__Given exercise__. Can you write out the rows below again with every "Mark the region" changed to "Outline the area" and everything else left the same, omitting the pictures from your answer?

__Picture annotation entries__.
▶

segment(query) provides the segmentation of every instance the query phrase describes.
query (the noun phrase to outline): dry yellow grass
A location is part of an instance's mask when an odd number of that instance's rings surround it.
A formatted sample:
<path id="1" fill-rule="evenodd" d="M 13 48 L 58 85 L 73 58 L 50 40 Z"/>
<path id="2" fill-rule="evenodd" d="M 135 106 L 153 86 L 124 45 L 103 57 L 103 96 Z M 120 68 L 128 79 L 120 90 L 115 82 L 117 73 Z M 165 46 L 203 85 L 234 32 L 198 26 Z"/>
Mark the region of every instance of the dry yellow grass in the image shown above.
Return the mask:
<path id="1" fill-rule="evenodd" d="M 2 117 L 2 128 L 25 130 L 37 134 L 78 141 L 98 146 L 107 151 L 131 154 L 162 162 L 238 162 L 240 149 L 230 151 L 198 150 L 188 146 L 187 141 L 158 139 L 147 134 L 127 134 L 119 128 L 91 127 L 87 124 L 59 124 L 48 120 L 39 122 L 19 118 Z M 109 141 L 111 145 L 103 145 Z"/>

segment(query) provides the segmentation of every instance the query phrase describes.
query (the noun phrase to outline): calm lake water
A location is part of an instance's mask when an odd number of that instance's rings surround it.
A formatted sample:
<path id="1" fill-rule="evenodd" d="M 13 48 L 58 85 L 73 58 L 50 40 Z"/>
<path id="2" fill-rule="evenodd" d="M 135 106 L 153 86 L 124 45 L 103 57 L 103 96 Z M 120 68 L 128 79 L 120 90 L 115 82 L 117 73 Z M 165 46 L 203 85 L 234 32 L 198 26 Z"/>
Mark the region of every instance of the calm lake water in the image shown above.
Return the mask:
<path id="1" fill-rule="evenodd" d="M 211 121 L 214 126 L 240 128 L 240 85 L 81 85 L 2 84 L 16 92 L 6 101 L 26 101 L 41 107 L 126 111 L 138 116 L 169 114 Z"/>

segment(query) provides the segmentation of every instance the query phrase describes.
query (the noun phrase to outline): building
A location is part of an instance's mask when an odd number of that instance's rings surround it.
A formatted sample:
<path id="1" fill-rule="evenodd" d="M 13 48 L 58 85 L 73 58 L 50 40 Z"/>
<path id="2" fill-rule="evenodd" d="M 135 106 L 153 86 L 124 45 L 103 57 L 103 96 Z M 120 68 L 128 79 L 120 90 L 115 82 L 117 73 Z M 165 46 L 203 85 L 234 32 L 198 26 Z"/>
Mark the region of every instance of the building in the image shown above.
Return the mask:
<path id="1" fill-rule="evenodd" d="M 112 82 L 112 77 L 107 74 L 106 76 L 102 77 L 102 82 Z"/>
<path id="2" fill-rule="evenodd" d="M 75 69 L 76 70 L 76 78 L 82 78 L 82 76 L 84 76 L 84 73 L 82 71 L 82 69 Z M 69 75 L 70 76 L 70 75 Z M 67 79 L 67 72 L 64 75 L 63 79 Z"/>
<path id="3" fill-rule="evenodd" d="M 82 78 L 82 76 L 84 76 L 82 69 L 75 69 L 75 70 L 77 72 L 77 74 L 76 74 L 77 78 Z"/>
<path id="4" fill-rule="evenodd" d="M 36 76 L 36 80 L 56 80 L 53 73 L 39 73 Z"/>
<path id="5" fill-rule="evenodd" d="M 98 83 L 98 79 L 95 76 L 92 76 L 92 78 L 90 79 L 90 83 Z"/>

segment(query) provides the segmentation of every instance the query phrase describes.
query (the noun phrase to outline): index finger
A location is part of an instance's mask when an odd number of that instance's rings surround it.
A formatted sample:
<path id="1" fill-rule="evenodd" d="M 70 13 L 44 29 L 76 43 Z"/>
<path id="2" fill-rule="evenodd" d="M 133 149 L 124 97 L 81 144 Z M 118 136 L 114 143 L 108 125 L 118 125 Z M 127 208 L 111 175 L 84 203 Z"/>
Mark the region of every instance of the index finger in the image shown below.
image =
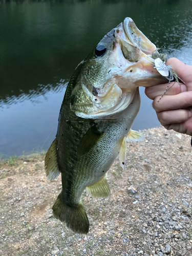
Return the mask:
<path id="1" fill-rule="evenodd" d="M 162 95 L 166 90 L 167 86 L 168 83 L 164 83 L 146 87 L 145 93 L 148 98 L 153 100 L 156 97 Z M 175 95 L 187 91 L 187 87 L 183 83 L 180 83 L 179 86 L 177 82 L 172 82 L 169 84 L 168 90 L 166 92 L 166 95 Z"/>
<path id="2" fill-rule="evenodd" d="M 185 109 L 192 105 L 192 92 L 184 92 L 176 95 L 164 95 L 159 101 L 159 96 L 155 98 L 153 106 L 157 112 Z"/>
<path id="3" fill-rule="evenodd" d="M 170 65 L 173 70 L 186 84 L 188 88 L 187 91 L 192 91 L 192 66 L 183 63 L 177 58 L 170 58 L 166 65 Z"/>

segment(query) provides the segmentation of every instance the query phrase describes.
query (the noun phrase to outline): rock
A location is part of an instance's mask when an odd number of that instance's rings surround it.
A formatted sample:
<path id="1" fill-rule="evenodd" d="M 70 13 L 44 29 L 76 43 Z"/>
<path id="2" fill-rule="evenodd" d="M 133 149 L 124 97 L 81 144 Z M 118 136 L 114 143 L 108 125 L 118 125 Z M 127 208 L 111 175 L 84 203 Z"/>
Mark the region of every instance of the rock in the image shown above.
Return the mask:
<path id="1" fill-rule="evenodd" d="M 175 227 L 175 228 L 176 230 L 178 231 L 180 230 L 180 227 L 179 226 L 177 225 Z"/>
<path id="2" fill-rule="evenodd" d="M 165 253 L 168 253 L 170 251 L 170 246 L 167 244 L 165 246 Z"/>
<path id="3" fill-rule="evenodd" d="M 134 204 L 136 204 L 138 202 L 138 201 L 137 200 L 136 200 L 136 201 L 135 201 L 135 202 L 133 202 L 133 203 Z"/>
<path id="4" fill-rule="evenodd" d="M 184 204 L 187 207 L 188 207 L 189 205 L 189 204 L 186 200 L 183 200 L 183 204 Z"/>
<path id="5" fill-rule="evenodd" d="M 136 190 L 136 189 L 133 186 L 133 185 L 132 185 L 128 188 L 128 192 L 132 194 L 137 193 L 137 191 Z"/>
<path id="6" fill-rule="evenodd" d="M 173 221 L 169 221 L 168 222 L 168 224 L 170 225 L 170 226 L 174 226 L 175 225 L 175 223 Z"/>
<path id="7" fill-rule="evenodd" d="M 161 251 L 162 252 L 165 252 L 165 248 L 164 247 L 161 247 Z"/>
<path id="8" fill-rule="evenodd" d="M 161 251 L 160 251 L 160 252 L 158 253 L 158 254 L 157 254 L 157 255 L 158 255 L 158 256 L 163 256 L 163 255 L 164 255 L 164 254 L 163 254 L 163 253 L 162 253 L 161 252 Z"/>
<path id="9" fill-rule="evenodd" d="M 51 251 L 51 254 L 52 255 L 57 255 L 59 253 L 59 250 L 57 246 L 54 246 L 54 249 Z"/>
<path id="10" fill-rule="evenodd" d="M 183 239 L 186 239 L 187 238 L 187 236 L 184 232 L 182 233 L 182 236 L 183 237 Z"/>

◀

__Exercise output__.
segment(query) provides the segmentation of every instance the query phrase describes.
query (the noun phrase to outline): dry yellow grass
A location is part of an instance's mask when an odd number of that instance's rings surround it.
A formatted sample:
<path id="1" fill-rule="evenodd" d="M 13 48 L 58 85 L 73 58 L 50 40 Z"/>
<path id="2" fill-rule="evenodd" d="M 135 106 L 153 86 L 124 45 L 103 57 L 103 96 Z M 120 68 L 128 79 L 120 90 L 115 82 L 117 73 Z M 165 46 L 203 85 L 234 32 L 198 26 Z"/>
Outline the area of every instance of the dry yellow grass in the image shown above.
Return the mask:
<path id="1" fill-rule="evenodd" d="M 2 117 L 2 128 L 25 130 L 37 134 L 78 141 L 98 146 L 107 151 L 131 154 L 162 162 L 238 162 L 240 149 L 230 151 L 198 150 L 188 146 L 187 141 L 158 139 L 147 134 L 127 134 L 119 128 L 91 127 L 87 124 L 59 124 L 48 120 L 39 122 L 19 118 Z M 109 141 L 111 145 L 103 145 Z"/>

segment(query) provides the segmentation of every instance the query phrase describes.
query (the noun phrase to outline): calm lake water
A location is part of an instance's mask when an odd number of that instance's rings surround it.
A formatted sample:
<path id="1" fill-rule="evenodd" d="M 13 48 L 58 85 L 73 58 L 50 40 Z"/>
<path id="2" fill-rule="evenodd" d="M 135 106 L 153 86 L 124 45 L 103 57 L 103 96 Z M 120 68 L 128 79 L 120 90 L 115 82 L 117 73 Z M 165 46 L 203 85 L 234 32 L 198 26 Z"/>
Outline the area of every instance of the calm lake water in the image shown above.
Return the mask:
<path id="1" fill-rule="evenodd" d="M 211 121 L 214 126 L 240 128 L 240 85 L 81 85 L 2 84 L 16 92 L 6 101 L 26 101 L 41 107 L 126 111 L 138 116 L 169 114 Z"/>

segment(query) provides the segmentation of every instance the query phrase describes.
query (the noun phrase to outline): building
A location is part of an instance's mask when an odd number of that instance's rings surround it.
A formatted sample:
<path id="1" fill-rule="evenodd" d="M 13 48 L 58 85 L 73 58 L 50 40 Z"/>
<path id="2" fill-rule="evenodd" d="M 135 106 L 153 86 L 124 45 L 103 57 L 103 96 Z M 120 68 L 128 79 L 120 90 L 115 82 L 117 73 Z M 165 46 L 203 85 L 234 32 L 198 26 Z"/>
Outline the area of every instance of the building in the image shown above.
Return the mask:
<path id="1" fill-rule="evenodd" d="M 112 82 L 112 77 L 107 74 L 106 76 L 102 77 L 102 82 Z"/>
<path id="2" fill-rule="evenodd" d="M 75 69 L 76 70 L 76 78 L 82 78 L 82 76 L 84 76 L 84 73 L 82 71 L 82 69 Z M 69 75 L 70 76 L 70 75 Z M 67 79 L 67 72 L 64 75 L 63 79 Z"/>
<path id="3" fill-rule="evenodd" d="M 82 78 L 82 76 L 84 76 L 82 69 L 75 69 L 75 70 L 77 72 L 77 74 L 76 74 L 77 78 Z"/>
<path id="4" fill-rule="evenodd" d="M 36 76 L 36 80 L 56 80 L 53 73 L 39 73 Z"/>
<path id="5" fill-rule="evenodd" d="M 98 83 L 98 79 L 95 76 L 92 76 L 92 78 L 90 79 L 90 83 Z"/>

segment(query) provides the segmentation of every instance the query phrase describes.
query (the noun phrase to outline): index finger
A location is part of an instance's mask when an odd number of that instance's rings surround it.
A formatted sample:
<path id="1" fill-rule="evenodd" d="M 70 13 L 44 29 L 76 43 Z"/>
<path id="2" fill-rule="evenodd" d="M 133 149 L 124 97 L 81 144 Z M 118 136 L 114 143 L 108 125 L 118 125 Z M 127 208 L 111 175 L 84 203 Z"/>
Outline the area of every instance of the index finger in the image shown below.
image =
Return the mask:
<path id="1" fill-rule="evenodd" d="M 162 95 L 166 90 L 167 86 L 168 83 L 164 83 L 146 87 L 145 93 L 148 98 L 153 100 L 156 97 Z M 175 95 L 187 91 L 187 87 L 183 83 L 180 83 L 179 86 L 177 82 L 172 82 L 169 84 L 168 90 L 166 92 L 166 95 Z"/>
<path id="2" fill-rule="evenodd" d="M 185 109 L 192 105 L 192 92 L 184 92 L 176 95 L 164 95 L 159 101 L 159 96 L 155 98 L 153 106 L 157 112 Z"/>
<path id="3" fill-rule="evenodd" d="M 170 65 L 173 70 L 186 84 L 188 88 L 187 91 L 192 91 L 192 66 L 183 63 L 177 58 L 170 58 L 166 65 Z"/>

segment(query) provides the segmentation of every instance the query phrase describes.
query (the noun phrase to outline): rock
A location is part of an instance's mask when an odd number of that instance's rings surround it.
A formatted sample:
<path id="1" fill-rule="evenodd" d="M 70 13 L 44 29 L 76 43 Z"/>
<path id="2" fill-rule="evenodd" d="M 133 149 L 124 97 L 81 144 Z M 118 136 L 114 143 L 108 125 L 118 125 Z M 127 208 L 111 175 L 84 203 Z"/>
Outline the area of every instance of the rock in the image shown above.
Return the mask:
<path id="1" fill-rule="evenodd" d="M 175 227 L 175 228 L 176 230 L 178 231 L 180 230 L 180 227 L 179 226 L 177 225 Z"/>
<path id="2" fill-rule="evenodd" d="M 165 253 L 168 253 L 170 251 L 170 246 L 167 244 L 165 246 Z"/>
<path id="3" fill-rule="evenodd" d="M 134 204 L 136 204 L 138 202 L 138 201 L 137 200 L 136 200 L 136 201 L 135 201 L 135 202 L 133 202 L 133 203 Z"/>
<path id="4" fill-rule="evenodd" d="M 184 204 L 187 207 L 188 207 L 189 205 L 189 204 L 186 200 L 183 200 L 183 204 Z"/>
<path id="5" fill-rule="evenodd" d="M 136 190 L 136 189 L 133 186 L 133 185 L 132 185 L 128 188 L 128 192 L 132 194 L 137 193 L 137 191 Z"/>
<path id="6" fill-rule="evenodd" d="M 173 221 L 169 221 L 168 222 L 168 224 L 170 225 L 170 226 L 174 226 L 175 225 L 175 223 Z"/>
<path id="7" fill-rule="evenodd" d="M 161 251 L 162 252 L 165 252 L 165 248 L 164 247 L 161 247 Z"/>
<path id="8" fill-rule="evenodd" d="M 161 251 L 160 251 L 160 252 L 158 253 L 158 254 L 157 254 L 157 255 L 158 255 L 158 256 L 163 256 L 163 255 L 164 255 L 164 254 L 163 254 L 163 253 L 162 253 L 161 252 Z"/>
<path id="9" fill-rule="evenodd" d="M 51 251 L 51 254 L 52 255 L 57 255 L 59 253 L 59 250 L 57 246 L 54 246 L 54 249 Z"/>
<path id="10" fill-rule="evenodd" d="M 183 239 L 186 239 L 187 238 L 187 236 L 184 232 L 182 233 L 182 236 L 183 237 Z"/>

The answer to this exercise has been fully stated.